= Beginning of Section =

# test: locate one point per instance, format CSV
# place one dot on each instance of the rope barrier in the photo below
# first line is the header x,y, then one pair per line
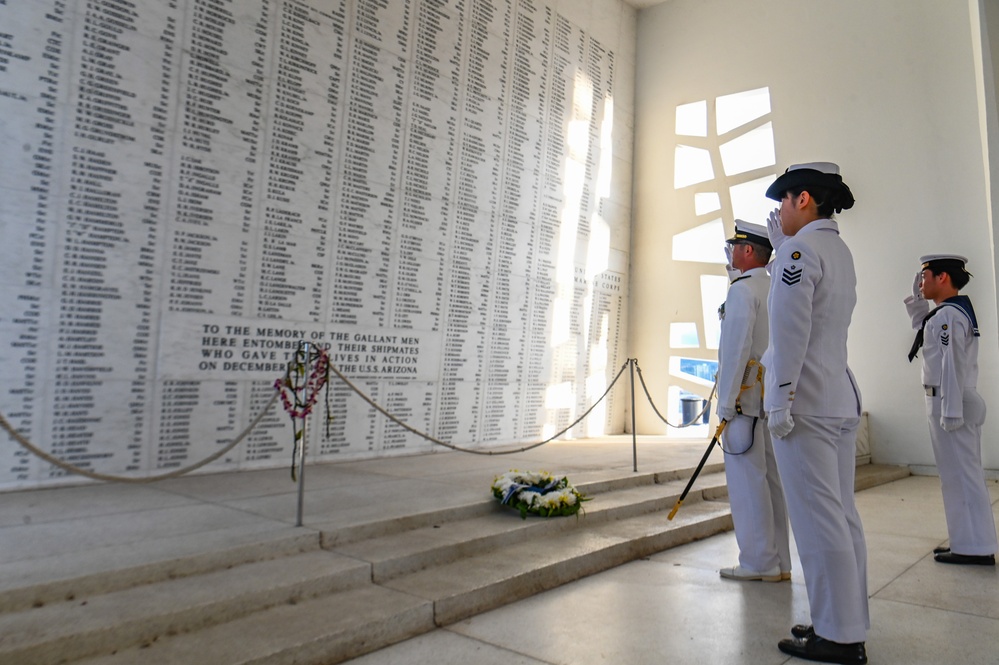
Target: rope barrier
x,y
238,439
700,415
405,426
65,466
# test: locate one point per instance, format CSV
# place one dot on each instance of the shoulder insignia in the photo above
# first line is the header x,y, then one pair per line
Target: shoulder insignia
x,y
791,275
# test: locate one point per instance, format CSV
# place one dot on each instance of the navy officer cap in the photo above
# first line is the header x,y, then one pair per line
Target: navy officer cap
x,y
816,174
749,232
941,262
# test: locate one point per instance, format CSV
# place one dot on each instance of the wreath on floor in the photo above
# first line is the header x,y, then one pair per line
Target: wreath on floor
x,y
537,493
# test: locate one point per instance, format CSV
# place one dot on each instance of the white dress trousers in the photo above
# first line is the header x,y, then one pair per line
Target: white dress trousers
x,y
756,496
812,297
950,374
754,487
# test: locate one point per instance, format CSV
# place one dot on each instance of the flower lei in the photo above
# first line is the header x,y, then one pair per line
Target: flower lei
x,y
299,393
537,493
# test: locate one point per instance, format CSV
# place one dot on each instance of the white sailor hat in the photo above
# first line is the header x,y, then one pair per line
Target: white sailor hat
x,y
944,261
749,232
816,174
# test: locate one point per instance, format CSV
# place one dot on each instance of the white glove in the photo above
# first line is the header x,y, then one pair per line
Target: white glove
x,y
726,413
774,231
951,424
780,422
733,274
916,293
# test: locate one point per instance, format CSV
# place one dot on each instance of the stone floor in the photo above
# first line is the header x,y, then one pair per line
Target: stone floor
x,y
673,608
669,608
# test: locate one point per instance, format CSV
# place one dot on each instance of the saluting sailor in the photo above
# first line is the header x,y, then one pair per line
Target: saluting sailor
x,y
754,489
948,338
813,408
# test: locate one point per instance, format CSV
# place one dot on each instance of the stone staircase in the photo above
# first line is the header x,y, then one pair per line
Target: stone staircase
x,y
300,595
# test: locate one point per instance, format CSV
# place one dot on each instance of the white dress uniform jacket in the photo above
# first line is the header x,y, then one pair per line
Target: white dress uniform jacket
x,y
811,303
755,493
744,337
809,325
950,375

= End of Section =

> [WORK ORDER]: Each entry above is to be restated exactly, without its images.

> [ANSWER BELOW]:
# test: locate one point per instance, format CSV
# place one dot on each instance of the rope barrier in the photo below
# first line is the header x,y, then one pair per line
Target: rope barrier
x,y
238,439
700,415
405,426
65,466
# test: locate one point per instance, format CSV
# place one dot on each instance of the shoulder insignia in the photo above
# first line is the header x,y, then one pair per line
Target: shoulder insignia
x,y
791,275
# test: locate one point per instance, format CSV
# place one dot on each instance of the navy officer cap in the photo above
# first line is the header x,y, then one pair per line
Target: navy officer cap
x,y
816,174
749,232
941,262
# test: locate one point per instance, format CSV
# place one dot on each instance of the wreath on floor in the photo above
# first line is the header x,y, then one pair per line
Target: wreath on floor
x,y
537,493
# test: locate one point per instance, format CSV
# place one dot on each instance of the white dress trousers in the photo above
# first line is the header x,y, then one pair per line
Target: white dress trousers
x,y
756,496
812,297
950,374
754,487
# test: locate one point per instance, format CSV
# place one dot on each instance of the flower lei in the photo above
# first line is the header x,y, then one pair per line
Target: flower lei
x,y
299,393
537,493
# test: locate one point per instance, format CSV
# place one dot on each instance of the white sailor hat in the photo above
# first line is the header x,y, then one pair per line
Target: white sailor hat
x,y
944,261
749,232
816,174
# test: locate one point per instance, format CSV
# place one dot on each instance of the white glove in the photo above
# first line is the header x,y, then one pair per line
Target: white glove
x,y
726,413
774,231
951,424
780,422
733,274
916,293
# test: locate one point per instance, format CSV
# place one dot on each instance of the stone floor in the photo above
# first line is the header x,y, then one pair per line
Target: stone floor
x,y
673,608
669,608
# test: locate one point per instance, format CSV
# place one dot on each instance of the saluting sailor in the photo above
# first line is the header x,y, then one pair per line
Target: saluting sailor
x,y
754,489
948,338
813,408
# test: locate one point per instance, format CSV
# place one dot on each instance of the stone staircase in the photo above
# first line is the header x,y, then one pair per line
Target: stone staircase
x,y
300,595
# test: locate one point per instance, format CSV
# place one dot on each instance of the white dress uniform jacket in the photo above
# first line is the header x,y, then one pair per line
Target: white dress uniform jacket
x,y
811,303
755,493
744,337
809,325
950,375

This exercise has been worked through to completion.